== WORK REQUEST 1 ==
In the profile of Olivia Tull, rewrite the paragraph beginning "Olivia always wanted to do something meaningful" in a shorter form that keeps its main facts.
== WORK REQUEST 2 ==
Continue the profile of Olivia Tull from its final sentence.

Office of Advancement
Life-changing philanthropy

You helped Olivia find her audacity at Ohio State

A scholarship, a bracelet business and a childhood friend lost to cancer put her on the path to medical school.

Olivia Tull on the Columbus campus.

Growing up in Cincinnati, Olivia Tull admired Ohio State from a distance. When she visited her older brother on the Columbus campus, something clicked.

“I remember thinking I can really see myself here,” she says. “The collegiate energy, the STEM opportunities, the proximity to local hospitals — it all felt right.” Learning she had earned a scholarship made her feel certain.

Three weeks before her first semester, she changed her major from speech and hearing science to a pre-medicine path she once thought was beyond her reach. Support from scholarship donors changed that. It gave her, as she puts it, “the audacity to just try.” In May, she completed a bachelor's degree from the School of Health and Rehabilitation Sciences.

Send congrats to recent grad Olivia!

You can share congratulations with Olivia right after her walk across the commencement stage. Let her know you’re celebrating her next success, in medical school and beyond.

Olivia always wanted to do something meaningful for others. In 2019, as a high school sophomore, she started a small bracelet-making business and began donating half her proceeds to causes close to her heart. Over the next few years, she ran month-long charitable campaigns, donating to COVID-19 relief, the NAACP and local food pantries.

This community-minded action caught the scholarship committee’s attention. “I didn’t think my bracelet business would matter much to anyone, but my mom urged me to write the essay and at least apply,” she says. “I’m so glad I did.”

Olivia in a lab coat and blue gloves works inside a biosafety cabinet.
Olivia conducting cancer research.

On campus, Olivia threw herself into opportunities her scholarship made possible. Because so many pre-med milestones — shadowing, volunteering, research — are unpaid, the financial support freed her to pursue them. For instance, as a freshman, she studied the antigen presentation cascade in cancer cells that makes immunotherapies more effective.

== SOURCE INFORMATION ==
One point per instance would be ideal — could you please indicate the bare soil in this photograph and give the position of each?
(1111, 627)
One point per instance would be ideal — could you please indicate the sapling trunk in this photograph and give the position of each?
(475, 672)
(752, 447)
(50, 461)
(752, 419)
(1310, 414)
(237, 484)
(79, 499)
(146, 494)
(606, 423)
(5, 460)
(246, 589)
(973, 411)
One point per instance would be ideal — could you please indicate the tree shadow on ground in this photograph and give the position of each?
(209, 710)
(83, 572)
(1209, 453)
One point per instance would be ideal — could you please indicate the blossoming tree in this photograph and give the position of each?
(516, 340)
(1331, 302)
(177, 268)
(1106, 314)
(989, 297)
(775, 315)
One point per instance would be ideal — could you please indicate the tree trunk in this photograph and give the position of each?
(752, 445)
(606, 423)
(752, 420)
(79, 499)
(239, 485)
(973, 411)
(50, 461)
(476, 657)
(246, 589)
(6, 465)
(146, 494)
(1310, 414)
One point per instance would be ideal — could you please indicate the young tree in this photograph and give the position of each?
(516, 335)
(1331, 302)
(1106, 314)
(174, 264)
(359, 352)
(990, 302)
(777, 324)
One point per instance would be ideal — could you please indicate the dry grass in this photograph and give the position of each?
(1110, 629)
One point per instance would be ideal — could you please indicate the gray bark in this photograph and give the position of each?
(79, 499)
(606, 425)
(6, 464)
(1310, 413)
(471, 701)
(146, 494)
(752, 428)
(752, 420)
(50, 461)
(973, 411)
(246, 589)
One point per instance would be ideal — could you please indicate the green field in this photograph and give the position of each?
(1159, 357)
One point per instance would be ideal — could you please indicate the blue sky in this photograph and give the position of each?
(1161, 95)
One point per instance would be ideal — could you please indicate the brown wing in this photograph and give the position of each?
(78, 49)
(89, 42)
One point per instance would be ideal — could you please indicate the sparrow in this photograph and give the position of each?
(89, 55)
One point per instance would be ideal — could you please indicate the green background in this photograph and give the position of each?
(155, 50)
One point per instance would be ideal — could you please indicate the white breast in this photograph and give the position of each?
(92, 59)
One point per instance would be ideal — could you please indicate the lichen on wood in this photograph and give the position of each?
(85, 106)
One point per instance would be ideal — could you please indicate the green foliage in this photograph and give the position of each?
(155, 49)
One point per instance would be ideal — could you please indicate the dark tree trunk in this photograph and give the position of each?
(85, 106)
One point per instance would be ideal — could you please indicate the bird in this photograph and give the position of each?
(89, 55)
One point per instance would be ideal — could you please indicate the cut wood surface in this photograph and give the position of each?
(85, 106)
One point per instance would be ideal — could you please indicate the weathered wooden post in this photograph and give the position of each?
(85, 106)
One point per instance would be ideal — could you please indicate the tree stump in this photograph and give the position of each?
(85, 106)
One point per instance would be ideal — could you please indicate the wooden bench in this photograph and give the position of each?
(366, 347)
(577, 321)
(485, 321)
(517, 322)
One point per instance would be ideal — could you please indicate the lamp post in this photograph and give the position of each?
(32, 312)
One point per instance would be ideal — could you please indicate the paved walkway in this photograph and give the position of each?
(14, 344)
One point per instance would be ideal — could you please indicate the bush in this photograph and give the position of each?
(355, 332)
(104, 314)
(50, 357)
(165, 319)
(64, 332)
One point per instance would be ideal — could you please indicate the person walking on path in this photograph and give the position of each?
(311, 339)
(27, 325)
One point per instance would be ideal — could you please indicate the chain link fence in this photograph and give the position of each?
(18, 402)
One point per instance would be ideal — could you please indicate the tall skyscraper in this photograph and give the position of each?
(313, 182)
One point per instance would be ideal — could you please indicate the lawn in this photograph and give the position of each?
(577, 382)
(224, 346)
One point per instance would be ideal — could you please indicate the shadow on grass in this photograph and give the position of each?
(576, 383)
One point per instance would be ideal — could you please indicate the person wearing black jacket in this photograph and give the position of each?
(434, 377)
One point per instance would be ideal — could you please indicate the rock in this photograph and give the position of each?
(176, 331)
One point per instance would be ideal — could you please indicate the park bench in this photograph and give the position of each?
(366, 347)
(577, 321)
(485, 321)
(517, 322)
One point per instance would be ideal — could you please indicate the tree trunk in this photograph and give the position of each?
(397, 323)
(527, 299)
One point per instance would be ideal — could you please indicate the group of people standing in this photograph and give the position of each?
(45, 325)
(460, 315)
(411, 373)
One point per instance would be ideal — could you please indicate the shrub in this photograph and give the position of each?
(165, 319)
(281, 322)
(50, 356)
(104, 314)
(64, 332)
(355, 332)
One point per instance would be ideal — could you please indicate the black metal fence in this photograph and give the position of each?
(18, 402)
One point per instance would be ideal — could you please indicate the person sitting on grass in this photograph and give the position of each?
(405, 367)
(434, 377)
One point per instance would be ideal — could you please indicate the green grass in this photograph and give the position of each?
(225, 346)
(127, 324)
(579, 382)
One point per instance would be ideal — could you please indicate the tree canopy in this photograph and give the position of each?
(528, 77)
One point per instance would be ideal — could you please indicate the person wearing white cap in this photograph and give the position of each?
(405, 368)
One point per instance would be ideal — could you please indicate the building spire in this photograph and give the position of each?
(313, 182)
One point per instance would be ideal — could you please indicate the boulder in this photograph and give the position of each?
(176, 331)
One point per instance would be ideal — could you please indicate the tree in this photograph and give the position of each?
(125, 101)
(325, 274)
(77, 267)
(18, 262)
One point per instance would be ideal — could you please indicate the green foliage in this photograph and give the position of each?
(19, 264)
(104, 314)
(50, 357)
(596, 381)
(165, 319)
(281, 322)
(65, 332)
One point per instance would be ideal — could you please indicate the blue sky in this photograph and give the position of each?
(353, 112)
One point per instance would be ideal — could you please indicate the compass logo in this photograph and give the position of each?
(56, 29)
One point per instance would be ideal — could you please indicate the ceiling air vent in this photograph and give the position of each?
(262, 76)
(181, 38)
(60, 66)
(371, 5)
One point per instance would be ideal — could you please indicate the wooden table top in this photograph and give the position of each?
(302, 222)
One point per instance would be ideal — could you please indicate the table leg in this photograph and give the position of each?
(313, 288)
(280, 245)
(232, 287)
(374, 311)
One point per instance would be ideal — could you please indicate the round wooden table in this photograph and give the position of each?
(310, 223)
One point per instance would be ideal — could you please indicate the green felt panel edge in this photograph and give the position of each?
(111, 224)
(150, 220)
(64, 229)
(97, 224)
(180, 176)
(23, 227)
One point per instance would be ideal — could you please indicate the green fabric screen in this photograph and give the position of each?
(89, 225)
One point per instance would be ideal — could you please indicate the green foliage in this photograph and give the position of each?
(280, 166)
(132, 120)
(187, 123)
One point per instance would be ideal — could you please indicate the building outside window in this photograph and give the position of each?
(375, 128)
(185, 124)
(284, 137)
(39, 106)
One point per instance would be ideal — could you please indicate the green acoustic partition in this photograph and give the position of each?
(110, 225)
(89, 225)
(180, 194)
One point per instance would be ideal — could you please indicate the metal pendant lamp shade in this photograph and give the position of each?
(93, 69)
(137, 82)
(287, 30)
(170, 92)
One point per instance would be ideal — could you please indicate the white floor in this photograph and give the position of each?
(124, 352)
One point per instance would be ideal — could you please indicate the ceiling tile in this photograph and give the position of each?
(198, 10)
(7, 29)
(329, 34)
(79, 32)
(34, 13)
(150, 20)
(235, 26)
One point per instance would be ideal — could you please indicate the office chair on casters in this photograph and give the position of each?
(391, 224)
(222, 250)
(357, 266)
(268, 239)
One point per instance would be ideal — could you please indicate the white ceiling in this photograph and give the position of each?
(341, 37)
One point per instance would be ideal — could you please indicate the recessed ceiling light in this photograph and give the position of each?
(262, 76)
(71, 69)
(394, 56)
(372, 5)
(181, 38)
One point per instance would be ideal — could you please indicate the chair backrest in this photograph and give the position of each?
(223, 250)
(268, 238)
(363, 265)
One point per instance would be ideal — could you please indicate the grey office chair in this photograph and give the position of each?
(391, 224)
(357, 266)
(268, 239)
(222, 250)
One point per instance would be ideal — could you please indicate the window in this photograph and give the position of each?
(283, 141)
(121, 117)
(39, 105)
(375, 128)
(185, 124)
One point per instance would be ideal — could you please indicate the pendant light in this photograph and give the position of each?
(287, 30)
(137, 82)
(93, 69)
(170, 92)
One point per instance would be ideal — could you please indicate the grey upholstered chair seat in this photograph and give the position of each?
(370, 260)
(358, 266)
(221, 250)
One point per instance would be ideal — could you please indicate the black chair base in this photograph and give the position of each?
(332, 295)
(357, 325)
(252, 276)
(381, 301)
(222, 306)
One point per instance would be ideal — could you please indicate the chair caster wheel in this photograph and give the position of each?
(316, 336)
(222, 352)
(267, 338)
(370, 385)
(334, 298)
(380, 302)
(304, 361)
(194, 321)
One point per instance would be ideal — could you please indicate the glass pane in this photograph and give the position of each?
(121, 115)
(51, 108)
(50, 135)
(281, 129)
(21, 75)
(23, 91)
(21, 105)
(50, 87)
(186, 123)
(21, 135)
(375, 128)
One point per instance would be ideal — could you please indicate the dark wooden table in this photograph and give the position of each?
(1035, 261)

== WRITTEN ANSWER 1 ==
Wanting to do meaningful work for others, Olivia started a small bracelet-making business in 2019 as a high school sophomore. She donated half her proceeds to causes close to her heart, and over the following years she ran month-long charitable campaigns for COVID-19 relief, the NAACP and local food pantries.

== WRITTEN ANSWER 2 ==
This work is deeply personal to Olivia, who lost one of her childhood friends to pediatric brain cancer. “Every time I step in the lab, I feel more connected to her,” Olivia says. “I know she would be proud of the work I am doing.”

She has co-authored two manuscripts, completed a full-time summer research fellowship through Ohio State’s Cancer Research Experience for the Advancement and Training of Emerging Scientists (CREATES) program and presented her thesis work at the Denman Undergraduate Research Forum.

Olivia stands with two other people in front of a presentation screen.
Olivia and her mentors, after defending her thesis.

“Support from donors like you gave me confidence to know that someone believes in me. That’s translated into everything I’ve done at Ohio State.”

After graduation, Olivia is staying in Columbus to attend The Ohio State University College of Medicine.

Olivia hopes to build a medical practice centered on community, equity and continued learning. Ohio State and scholarship donors gave her the foundation — and the audacity — to believe she could.

Olivia wearing a black cap and gown with red stole stands outdoors near a brick campus building
As Olivia prepares for her next steps, she is grateful for the foundation of an Ohio State education.